- What you are asked to do
Locate every line in the records below that contains the string "people" and copy each such line in full. Treat uppercase and lowercase letters as different.

++++ Provided records ++++

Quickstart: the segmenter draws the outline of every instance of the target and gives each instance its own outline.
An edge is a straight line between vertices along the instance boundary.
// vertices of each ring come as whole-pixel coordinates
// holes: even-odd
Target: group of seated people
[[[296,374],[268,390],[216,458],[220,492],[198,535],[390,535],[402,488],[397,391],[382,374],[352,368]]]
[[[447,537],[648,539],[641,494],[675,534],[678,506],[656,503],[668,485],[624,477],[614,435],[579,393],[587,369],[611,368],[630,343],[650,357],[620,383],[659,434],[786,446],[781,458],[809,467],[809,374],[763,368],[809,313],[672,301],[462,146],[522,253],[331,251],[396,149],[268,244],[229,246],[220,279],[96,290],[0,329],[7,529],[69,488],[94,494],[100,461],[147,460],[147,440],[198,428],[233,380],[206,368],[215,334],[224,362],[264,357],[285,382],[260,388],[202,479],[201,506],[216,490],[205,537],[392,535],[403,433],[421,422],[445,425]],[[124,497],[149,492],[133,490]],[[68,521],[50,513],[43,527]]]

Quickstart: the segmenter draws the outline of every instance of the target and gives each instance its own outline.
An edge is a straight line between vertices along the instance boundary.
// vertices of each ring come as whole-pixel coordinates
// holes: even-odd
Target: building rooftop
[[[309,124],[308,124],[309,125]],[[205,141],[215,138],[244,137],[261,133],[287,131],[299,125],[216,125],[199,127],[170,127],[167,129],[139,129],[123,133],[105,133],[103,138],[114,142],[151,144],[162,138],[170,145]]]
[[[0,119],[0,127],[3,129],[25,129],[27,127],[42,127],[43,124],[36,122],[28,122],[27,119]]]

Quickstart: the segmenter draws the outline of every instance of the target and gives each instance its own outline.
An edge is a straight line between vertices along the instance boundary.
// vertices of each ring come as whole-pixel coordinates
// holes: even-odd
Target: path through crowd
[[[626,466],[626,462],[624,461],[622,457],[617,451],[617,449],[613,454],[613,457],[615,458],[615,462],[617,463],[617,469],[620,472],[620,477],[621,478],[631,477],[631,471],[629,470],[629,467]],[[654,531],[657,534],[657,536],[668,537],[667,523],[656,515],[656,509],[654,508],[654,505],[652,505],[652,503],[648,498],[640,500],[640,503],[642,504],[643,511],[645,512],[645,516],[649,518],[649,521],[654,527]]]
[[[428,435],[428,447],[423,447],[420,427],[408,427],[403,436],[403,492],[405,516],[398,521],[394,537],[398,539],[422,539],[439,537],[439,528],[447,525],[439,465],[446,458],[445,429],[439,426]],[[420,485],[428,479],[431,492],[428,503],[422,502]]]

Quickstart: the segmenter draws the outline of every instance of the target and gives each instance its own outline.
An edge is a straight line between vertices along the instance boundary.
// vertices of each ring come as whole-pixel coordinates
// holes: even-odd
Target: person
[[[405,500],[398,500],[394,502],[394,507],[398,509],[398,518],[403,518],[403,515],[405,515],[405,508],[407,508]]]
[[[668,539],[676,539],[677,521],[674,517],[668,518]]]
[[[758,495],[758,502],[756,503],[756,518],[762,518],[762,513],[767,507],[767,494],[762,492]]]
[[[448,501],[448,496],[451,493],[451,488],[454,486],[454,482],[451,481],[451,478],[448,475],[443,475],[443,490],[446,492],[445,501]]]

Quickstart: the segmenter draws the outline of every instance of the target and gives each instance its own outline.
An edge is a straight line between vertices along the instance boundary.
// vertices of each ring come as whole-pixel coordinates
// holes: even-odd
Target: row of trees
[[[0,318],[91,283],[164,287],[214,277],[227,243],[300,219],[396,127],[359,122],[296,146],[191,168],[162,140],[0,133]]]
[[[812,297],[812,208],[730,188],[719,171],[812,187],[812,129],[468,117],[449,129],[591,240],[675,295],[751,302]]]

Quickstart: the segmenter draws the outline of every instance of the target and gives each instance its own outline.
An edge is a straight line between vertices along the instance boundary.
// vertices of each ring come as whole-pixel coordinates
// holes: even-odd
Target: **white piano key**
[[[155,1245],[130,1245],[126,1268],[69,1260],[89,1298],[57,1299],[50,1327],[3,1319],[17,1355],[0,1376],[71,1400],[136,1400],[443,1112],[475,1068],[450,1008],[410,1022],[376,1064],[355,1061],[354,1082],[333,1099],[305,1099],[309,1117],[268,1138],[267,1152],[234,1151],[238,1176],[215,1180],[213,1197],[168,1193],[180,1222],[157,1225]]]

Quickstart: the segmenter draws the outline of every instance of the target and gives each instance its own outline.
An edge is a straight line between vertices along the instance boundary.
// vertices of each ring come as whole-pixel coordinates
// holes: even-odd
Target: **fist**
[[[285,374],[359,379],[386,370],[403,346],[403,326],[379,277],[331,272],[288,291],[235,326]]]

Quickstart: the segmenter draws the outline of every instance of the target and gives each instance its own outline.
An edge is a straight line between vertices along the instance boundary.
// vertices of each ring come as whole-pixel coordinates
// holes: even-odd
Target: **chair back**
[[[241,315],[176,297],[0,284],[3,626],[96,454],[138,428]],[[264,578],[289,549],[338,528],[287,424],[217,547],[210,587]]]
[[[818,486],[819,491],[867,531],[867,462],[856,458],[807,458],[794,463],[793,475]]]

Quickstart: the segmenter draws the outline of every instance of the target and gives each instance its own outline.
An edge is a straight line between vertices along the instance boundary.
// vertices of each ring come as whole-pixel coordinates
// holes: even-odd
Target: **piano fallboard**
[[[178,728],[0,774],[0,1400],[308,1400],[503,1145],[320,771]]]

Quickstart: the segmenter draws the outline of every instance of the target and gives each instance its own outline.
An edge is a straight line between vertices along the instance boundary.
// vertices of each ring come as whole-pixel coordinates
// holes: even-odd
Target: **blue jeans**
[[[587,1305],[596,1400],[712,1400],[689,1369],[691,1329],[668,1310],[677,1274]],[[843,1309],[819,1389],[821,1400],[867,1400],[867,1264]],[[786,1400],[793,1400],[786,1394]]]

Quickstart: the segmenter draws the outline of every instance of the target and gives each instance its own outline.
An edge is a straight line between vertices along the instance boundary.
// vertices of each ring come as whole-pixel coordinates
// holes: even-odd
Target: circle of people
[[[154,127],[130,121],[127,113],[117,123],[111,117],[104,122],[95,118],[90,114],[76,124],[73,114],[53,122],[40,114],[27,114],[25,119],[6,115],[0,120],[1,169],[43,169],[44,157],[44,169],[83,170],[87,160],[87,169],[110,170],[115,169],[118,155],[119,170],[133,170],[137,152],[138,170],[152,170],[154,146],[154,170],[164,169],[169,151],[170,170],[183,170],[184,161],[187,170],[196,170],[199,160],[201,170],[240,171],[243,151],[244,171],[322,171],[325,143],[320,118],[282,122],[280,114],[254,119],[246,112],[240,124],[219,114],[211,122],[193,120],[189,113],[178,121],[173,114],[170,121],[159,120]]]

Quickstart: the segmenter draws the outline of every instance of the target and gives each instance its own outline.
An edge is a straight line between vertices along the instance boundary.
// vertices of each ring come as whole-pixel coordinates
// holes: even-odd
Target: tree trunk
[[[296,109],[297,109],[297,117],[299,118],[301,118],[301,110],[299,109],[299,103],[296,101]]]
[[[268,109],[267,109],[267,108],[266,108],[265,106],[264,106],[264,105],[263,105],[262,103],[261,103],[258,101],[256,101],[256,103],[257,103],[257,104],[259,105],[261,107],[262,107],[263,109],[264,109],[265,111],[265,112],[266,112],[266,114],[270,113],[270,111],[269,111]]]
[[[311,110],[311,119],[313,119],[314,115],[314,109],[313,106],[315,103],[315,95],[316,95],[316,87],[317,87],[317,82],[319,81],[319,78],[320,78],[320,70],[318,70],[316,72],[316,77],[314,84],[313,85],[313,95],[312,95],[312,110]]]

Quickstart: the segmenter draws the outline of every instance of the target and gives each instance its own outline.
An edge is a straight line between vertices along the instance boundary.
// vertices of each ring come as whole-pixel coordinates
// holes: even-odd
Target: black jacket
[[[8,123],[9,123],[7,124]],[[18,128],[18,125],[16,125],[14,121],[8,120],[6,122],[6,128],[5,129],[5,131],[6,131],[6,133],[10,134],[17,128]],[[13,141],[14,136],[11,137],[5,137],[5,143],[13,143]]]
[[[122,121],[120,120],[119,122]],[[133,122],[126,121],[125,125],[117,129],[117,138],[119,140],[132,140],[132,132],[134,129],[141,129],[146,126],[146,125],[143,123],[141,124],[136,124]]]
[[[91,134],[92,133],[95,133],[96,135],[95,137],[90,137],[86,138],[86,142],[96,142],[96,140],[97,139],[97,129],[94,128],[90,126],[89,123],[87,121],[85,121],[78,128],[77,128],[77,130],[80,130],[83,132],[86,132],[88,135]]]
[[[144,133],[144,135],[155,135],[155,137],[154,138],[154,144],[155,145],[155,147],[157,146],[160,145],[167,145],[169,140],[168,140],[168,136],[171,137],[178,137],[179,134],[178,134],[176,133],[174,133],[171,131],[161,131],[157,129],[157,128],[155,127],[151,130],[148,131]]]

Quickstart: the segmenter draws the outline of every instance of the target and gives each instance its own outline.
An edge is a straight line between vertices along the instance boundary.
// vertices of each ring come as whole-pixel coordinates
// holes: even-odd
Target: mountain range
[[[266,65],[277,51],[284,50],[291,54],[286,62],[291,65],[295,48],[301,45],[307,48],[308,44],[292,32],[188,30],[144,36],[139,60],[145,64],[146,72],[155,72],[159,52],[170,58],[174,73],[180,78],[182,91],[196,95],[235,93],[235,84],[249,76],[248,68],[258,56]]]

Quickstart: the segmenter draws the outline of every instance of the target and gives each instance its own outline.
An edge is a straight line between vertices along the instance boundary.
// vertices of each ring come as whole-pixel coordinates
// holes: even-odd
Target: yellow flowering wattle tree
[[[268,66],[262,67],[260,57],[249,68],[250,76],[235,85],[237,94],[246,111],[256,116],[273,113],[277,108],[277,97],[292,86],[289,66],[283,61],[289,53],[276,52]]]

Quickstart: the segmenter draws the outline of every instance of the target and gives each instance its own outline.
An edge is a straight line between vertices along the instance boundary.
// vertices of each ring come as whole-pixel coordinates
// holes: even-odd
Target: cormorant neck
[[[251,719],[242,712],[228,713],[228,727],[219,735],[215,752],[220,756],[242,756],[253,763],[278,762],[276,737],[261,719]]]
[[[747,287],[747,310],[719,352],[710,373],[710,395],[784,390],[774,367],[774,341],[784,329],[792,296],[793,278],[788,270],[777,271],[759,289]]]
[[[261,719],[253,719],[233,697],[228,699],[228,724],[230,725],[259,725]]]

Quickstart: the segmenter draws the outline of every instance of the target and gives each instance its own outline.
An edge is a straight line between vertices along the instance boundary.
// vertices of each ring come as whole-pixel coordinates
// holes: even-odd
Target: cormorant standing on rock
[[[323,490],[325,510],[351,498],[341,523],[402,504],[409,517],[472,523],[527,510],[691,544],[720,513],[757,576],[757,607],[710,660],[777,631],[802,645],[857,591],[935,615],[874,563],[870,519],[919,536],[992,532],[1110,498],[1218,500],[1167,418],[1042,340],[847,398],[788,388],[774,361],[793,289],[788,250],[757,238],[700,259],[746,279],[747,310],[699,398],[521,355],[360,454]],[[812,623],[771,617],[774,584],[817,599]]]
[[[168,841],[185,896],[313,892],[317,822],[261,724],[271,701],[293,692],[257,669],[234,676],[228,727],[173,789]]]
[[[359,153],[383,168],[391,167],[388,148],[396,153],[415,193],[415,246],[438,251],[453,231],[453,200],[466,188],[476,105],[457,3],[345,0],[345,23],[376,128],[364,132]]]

++++

- Exercise solution
Target: group of seated people
Target: circle of people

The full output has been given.